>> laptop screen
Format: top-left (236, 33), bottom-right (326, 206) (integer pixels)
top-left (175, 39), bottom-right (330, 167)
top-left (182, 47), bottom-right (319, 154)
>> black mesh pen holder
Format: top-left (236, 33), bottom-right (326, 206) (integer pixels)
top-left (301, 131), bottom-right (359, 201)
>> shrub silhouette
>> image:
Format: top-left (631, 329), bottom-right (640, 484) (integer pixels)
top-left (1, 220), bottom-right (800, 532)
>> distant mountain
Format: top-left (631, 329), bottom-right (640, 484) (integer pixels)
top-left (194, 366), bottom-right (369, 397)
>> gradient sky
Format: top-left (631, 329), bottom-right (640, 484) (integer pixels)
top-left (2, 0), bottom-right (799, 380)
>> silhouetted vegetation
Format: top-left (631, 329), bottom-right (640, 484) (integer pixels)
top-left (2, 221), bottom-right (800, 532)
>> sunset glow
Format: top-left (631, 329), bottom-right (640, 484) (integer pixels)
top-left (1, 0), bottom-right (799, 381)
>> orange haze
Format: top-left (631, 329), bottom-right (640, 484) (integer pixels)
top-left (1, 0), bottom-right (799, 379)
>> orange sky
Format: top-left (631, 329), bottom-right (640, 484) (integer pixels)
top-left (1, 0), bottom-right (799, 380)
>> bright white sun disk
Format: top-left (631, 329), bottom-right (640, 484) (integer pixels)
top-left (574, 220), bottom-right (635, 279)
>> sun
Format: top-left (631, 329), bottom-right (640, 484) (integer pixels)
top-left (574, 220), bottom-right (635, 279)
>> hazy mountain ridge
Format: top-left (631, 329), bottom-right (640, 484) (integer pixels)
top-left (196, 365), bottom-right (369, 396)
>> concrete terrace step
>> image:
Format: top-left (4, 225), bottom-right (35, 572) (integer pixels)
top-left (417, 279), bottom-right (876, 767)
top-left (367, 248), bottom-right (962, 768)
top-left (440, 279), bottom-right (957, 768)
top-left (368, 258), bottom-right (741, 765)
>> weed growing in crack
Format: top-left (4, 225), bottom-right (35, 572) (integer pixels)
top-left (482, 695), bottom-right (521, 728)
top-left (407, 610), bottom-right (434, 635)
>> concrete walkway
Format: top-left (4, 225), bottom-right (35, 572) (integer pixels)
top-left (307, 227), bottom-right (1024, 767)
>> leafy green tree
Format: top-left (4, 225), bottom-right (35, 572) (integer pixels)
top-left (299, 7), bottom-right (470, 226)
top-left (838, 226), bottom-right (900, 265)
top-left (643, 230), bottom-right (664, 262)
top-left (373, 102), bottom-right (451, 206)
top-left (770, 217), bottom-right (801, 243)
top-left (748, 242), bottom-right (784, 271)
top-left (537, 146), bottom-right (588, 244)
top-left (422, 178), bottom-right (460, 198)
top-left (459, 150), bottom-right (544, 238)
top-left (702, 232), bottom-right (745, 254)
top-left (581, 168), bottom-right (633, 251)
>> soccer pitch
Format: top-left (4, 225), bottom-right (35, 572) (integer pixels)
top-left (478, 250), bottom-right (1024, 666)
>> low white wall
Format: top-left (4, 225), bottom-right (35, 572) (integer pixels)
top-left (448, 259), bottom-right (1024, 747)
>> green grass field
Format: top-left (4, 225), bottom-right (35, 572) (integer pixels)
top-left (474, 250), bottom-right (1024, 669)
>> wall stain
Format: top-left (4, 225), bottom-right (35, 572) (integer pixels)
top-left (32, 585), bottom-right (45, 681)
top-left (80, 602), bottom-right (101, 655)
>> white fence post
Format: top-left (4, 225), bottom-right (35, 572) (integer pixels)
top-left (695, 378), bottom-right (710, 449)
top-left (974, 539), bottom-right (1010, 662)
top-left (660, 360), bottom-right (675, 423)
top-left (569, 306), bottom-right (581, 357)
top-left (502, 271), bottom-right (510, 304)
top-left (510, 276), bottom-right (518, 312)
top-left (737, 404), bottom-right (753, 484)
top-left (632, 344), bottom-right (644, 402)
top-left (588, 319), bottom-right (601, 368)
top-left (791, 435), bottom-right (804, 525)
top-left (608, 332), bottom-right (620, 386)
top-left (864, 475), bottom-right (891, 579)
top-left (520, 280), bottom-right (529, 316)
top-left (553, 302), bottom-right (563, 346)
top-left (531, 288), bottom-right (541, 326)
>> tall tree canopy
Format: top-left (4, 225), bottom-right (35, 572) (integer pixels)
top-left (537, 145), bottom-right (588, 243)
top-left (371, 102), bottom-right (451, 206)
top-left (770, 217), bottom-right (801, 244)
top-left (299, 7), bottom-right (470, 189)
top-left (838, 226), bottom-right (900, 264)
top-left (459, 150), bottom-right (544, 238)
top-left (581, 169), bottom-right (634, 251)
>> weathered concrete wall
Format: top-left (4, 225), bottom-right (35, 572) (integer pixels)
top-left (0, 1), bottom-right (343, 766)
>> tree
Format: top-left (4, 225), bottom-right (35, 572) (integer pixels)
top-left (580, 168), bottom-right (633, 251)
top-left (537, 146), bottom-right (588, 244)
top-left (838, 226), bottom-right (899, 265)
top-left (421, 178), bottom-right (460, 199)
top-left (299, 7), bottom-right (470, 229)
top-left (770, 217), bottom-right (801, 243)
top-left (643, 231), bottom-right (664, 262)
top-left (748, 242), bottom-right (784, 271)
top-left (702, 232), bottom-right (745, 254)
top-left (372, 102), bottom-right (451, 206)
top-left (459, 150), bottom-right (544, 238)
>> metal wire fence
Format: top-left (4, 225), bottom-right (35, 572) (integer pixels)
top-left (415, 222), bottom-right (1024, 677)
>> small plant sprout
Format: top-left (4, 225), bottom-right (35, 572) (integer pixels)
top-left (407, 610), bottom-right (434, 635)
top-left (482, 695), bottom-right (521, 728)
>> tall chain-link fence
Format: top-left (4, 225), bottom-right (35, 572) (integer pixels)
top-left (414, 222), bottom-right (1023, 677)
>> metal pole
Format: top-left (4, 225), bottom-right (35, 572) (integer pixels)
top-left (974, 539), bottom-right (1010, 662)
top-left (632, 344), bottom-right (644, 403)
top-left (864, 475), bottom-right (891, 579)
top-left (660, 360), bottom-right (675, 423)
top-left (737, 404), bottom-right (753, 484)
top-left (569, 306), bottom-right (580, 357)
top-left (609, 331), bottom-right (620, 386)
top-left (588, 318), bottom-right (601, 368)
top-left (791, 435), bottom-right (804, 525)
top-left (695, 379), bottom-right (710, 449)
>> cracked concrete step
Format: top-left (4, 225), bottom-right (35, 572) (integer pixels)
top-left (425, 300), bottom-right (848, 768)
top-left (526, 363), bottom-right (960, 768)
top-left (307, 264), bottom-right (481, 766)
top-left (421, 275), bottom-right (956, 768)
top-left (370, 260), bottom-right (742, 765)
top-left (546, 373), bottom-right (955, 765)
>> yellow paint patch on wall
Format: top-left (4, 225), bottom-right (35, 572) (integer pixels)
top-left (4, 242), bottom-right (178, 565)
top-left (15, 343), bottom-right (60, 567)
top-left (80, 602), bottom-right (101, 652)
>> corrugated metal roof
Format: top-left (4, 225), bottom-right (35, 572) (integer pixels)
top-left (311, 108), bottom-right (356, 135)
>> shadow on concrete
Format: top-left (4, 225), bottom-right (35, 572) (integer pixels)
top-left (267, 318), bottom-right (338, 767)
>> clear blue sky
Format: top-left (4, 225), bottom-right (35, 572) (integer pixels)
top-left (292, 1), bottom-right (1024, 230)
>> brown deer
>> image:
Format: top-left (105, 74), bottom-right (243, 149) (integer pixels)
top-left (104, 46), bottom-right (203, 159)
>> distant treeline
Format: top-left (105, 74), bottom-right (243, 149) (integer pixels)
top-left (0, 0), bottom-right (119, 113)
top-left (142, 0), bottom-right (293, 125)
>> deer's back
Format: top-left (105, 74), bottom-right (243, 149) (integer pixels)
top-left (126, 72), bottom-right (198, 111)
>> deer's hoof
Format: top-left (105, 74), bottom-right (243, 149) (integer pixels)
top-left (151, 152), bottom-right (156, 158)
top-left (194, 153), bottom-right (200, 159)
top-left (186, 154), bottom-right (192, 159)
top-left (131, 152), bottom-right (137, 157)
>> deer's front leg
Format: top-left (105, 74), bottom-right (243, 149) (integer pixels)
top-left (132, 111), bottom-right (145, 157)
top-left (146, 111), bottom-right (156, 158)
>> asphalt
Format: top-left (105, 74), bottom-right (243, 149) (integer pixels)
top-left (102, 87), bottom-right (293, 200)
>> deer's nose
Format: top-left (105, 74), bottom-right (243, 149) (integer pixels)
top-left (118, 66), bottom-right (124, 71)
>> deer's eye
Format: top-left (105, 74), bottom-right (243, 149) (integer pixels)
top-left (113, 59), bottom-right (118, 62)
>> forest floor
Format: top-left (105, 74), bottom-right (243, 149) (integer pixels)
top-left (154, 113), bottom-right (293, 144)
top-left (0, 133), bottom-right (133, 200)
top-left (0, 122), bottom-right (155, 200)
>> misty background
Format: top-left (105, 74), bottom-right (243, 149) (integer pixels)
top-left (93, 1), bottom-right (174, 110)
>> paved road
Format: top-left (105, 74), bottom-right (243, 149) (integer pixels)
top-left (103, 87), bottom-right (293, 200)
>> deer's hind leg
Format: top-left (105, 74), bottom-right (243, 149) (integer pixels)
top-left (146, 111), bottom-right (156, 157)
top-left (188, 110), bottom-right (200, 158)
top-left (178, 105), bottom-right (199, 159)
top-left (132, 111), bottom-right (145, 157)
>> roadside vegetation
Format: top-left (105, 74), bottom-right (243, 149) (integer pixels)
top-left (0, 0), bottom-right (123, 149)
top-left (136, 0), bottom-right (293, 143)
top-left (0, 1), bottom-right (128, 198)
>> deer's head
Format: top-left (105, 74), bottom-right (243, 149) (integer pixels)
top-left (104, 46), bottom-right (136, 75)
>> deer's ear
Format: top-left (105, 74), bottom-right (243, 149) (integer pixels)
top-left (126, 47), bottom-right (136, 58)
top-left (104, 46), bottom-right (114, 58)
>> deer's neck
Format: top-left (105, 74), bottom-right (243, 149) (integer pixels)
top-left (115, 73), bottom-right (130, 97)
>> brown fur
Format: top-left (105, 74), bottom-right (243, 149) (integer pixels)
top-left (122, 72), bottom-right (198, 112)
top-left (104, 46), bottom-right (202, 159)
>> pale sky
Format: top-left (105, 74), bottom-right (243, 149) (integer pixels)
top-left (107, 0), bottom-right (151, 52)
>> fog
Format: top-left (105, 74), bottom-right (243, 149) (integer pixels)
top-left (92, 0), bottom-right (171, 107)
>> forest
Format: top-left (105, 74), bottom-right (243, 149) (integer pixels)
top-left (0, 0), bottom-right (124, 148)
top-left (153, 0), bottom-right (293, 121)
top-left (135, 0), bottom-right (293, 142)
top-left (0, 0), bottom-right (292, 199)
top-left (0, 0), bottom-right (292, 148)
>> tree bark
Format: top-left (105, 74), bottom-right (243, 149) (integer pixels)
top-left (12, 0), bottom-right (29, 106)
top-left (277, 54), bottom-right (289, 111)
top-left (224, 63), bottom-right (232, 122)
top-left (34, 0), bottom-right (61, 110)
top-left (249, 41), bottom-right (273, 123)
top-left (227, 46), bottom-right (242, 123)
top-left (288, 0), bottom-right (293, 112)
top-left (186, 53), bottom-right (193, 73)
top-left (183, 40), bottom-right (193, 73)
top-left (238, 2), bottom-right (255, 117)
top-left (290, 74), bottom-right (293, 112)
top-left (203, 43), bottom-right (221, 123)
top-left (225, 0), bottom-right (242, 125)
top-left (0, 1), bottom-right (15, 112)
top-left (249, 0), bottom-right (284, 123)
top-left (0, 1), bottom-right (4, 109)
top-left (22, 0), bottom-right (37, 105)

Work required: What is the number of lines in the data holding the word "tall"? Reply with that number only.

Result of the task: 2